- FRAGMENTO DEL TEXTO
El costurero aparece, en el letrero, con el nombre de Paulina Vásquez Molina*, pero, en realidad, es de Luz María Molina de Vásquez*, la mamá, una señora cercana a los 65 años de edad, oriunda de Salgar, Suroeste antioqueño, y quien aprendió todo lo que sabe en la vida gracias a un pedazo de carbón, con el que dibujaba números, letras y hasta vestidos en el piso de su casa pueblerina.
Aprendió a coser a muy temprana edad, para ayudarle a Rosalba*, la mamá, en ese maravilloso oficio. Hacían o reparaban la ropa de los personajes más importantes del pueblo, hasta que un día, Luz María, decidió mudarse a la gran ciudad, a Medellín.
Vive desde hace más de 30 años en el barrio Florencia, centro occidente de Medellín. Allí comparte su hogar con su hija Sara*, quien padece de leucemia; con sus nietas Camila, Juana y Susana*, y un nieto que se llama Camilo*, que ya es mayor y le ayuda con las necesidades de la casa.
Paulina es vecina y vive con su esposo y su hijo.
El costurero tiene su sede en La Floresta*, desde hace once años. En julio de 2021, si es que la pandemia lo permite, cumplirán 12. Pero, como van las cosas, posiblemente cierren, definitivamente, en diciembre.
“No hemos podido levantarnos. El encierro fue un golpe muy duro para nosotras, como microempresarias, y aunque con un permiso especial nos permitieron abrir en mayo, todavía estamos atrasadas en tres meses de arriendo y debemos dos meses de servicios públicos”, cuenta Paulina, quien siempre se mantuvo al lado de Luz María, aprendiendo confección, culinaria y muchas más cosas.

(Entradas guardadas)
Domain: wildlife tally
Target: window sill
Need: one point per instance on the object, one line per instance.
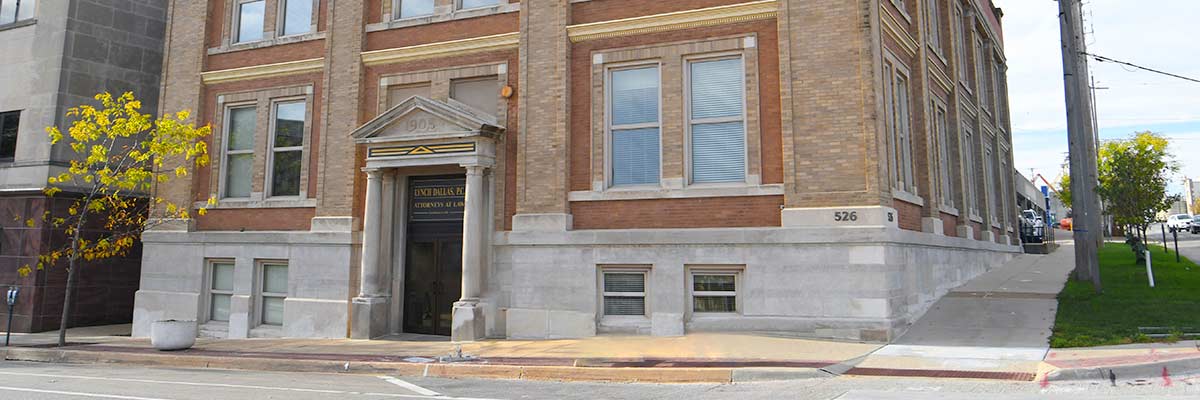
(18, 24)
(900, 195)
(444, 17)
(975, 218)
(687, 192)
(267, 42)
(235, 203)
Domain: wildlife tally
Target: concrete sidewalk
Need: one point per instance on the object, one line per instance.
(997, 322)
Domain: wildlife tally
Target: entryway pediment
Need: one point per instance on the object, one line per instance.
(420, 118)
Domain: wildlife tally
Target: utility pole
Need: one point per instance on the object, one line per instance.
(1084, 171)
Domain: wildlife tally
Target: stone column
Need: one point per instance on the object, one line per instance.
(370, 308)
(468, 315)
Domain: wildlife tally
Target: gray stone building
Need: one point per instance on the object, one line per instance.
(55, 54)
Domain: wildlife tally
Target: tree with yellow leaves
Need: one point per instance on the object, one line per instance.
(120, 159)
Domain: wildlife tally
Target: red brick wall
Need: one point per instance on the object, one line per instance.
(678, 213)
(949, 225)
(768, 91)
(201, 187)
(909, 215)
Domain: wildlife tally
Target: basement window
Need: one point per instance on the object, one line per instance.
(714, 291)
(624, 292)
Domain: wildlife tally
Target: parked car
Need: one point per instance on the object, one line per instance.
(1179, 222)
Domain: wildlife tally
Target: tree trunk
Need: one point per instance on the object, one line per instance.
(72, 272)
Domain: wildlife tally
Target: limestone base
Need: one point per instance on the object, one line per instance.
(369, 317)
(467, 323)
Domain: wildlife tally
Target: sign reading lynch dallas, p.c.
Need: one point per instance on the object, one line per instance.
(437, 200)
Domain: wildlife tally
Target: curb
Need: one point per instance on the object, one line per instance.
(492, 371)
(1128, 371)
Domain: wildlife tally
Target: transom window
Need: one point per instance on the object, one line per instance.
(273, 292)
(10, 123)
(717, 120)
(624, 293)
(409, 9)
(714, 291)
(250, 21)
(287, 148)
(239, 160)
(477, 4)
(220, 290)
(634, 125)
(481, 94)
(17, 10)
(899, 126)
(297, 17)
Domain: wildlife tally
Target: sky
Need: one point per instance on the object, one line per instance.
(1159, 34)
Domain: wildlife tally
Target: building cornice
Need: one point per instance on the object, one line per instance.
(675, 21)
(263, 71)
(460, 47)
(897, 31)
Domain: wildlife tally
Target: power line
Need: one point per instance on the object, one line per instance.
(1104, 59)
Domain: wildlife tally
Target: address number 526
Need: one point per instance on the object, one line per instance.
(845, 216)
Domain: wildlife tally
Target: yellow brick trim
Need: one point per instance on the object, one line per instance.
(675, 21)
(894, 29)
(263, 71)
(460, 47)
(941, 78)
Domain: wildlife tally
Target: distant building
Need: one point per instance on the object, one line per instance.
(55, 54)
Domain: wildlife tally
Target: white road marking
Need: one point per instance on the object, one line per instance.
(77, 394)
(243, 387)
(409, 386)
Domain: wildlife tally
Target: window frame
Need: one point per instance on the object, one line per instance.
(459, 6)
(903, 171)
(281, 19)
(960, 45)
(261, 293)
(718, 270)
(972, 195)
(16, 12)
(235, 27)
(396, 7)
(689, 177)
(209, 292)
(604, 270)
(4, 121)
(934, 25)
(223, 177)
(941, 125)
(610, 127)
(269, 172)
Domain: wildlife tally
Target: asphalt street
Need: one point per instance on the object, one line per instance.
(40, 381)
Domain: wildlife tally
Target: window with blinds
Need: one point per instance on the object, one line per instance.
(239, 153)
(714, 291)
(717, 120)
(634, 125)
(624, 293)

---

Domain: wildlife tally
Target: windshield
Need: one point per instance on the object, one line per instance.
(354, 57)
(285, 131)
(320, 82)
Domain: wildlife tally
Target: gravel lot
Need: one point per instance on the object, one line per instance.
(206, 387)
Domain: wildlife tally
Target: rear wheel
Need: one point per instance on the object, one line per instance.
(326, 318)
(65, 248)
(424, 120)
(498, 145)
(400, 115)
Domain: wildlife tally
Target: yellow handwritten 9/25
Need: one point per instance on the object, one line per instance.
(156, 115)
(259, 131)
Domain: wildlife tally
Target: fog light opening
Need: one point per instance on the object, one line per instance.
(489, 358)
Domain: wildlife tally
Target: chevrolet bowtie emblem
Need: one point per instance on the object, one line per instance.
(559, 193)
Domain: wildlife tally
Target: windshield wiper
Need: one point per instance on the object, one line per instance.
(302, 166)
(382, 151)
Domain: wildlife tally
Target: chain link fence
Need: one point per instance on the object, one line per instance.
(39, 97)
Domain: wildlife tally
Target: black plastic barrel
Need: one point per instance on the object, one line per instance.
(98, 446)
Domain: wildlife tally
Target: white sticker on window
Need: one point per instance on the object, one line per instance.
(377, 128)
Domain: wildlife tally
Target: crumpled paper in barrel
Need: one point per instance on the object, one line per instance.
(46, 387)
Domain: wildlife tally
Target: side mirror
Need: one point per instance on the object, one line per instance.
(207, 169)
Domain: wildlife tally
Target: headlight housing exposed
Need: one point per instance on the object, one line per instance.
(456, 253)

- TAREAS PENDIENTES
(1) Reproduce el pasaje del texto sobre el costurero que arranca en las palabras "Aprendió a coser" y termina después de "definitivamente, en diciembre.".
(2) Según el texto sobre el costurero, ¿desde hace cuántos años vive Luz María en el barrio Florencia?
(3) Escribe lo que sigue en el texto sobre el costurero, a partir de su última oración.

- RESULTADOS POR TAREA
(1)
Aprendió a coser a muy temprana edad, para ayudarle a Rosalba*, la mamá, en ese maravilloso oficio. Hacían o reparaban la ropa de los personajes más importantes del pueblo, hasta que un día, Luz María, decidió mudarse a la gran ciudad, a Medellín.
Vive desde hace más de 30 años en el barrio Florencia, centro occidente de Medellín. Allí comparte su hogar con su hija Sara*, quien padece de leucemia; con sus nietas Camila, Juana y Susana*, y un nieto que se llama Camilo*, que ya es mayor y le ayuda con las necesidades de la casa.
Paulina es vecina y vive con su esposo y su hijo.
El costurero tiene su sede en La Floresta*, desde hace once años. En julio de 2021, si es que la pandemia lo permite, cumplirán 12. Pero, como van las cosas, posiblemente cierren, definitivamente, en diciembre.

(2) Desde hace más de 30 años.

(3)
“Mi mamá es una de esas sabias que ya no abundan, una de esas personas empíricas que todo lo aprendió observando y practicando, la admiro mucho”, dice la joven.
Si la situación económica no mejora, la familia Vásquez Molina se dedicará, por la fuerza de las circunstancias, a la venta de comida a domicilio. Son hábiles para hacer rollos de carne, tortas y demás manjares con recetas antioqueñas. Atrás quedarán, para siempre, los bordados, las costuras, y las hechuras de vestidos, fundas de cojines, manteles y hasta zapatos de tela.
“Los clientes no han vuelto como lo hacían antes. Las cosas han empeorado y nadie tiene plata. El año pasado, por ejemplo, nos hicimos muy buena plata en Halloween, celebración en la que hicimos más de diez disfraces, todos complicados y costosos, pero este año no hubo día de brujitos y tuvimos que cerrar. Así es muy difícil, si llegan más encierros, tendremos que abandonar este sueño”, dice Luz María a punto de llorar.
El costurero de Paulina es uno de los negocios más tradicionales del sector. Debido a la pandemia, ahora sólo trabajan Paulina y la mamá, pues otras tres señoras que las acompañaban tuvieron que ser despedidas, a causa de las deudas.
La única esperanza que las ha mantenido motivadas fue la fiesta de graduación de Camila, la hija de Sara, quien hace poco alcanzó el título de psicóloga. Entonces aparecieron los clientes, quienes donaron el vestido, la comida y algunos regalos. Los vecinos de la familia, por su parte, donaron la decoración. La niña pasó una linda tarde y, la familia, pudo olvidar las penas por un breve instante.
“Ese día no hubo pandemia, sólo hubo hermandad, solidaridad y alegría”, cuenta Luz María, todavía con ganas de llorar.
Por Mauricio López Rueda
*Esta es una historia basada en hechos de la vida real. Los nombres y datos han sido cambiados para proteger la identidad e integridad de los entrevistados.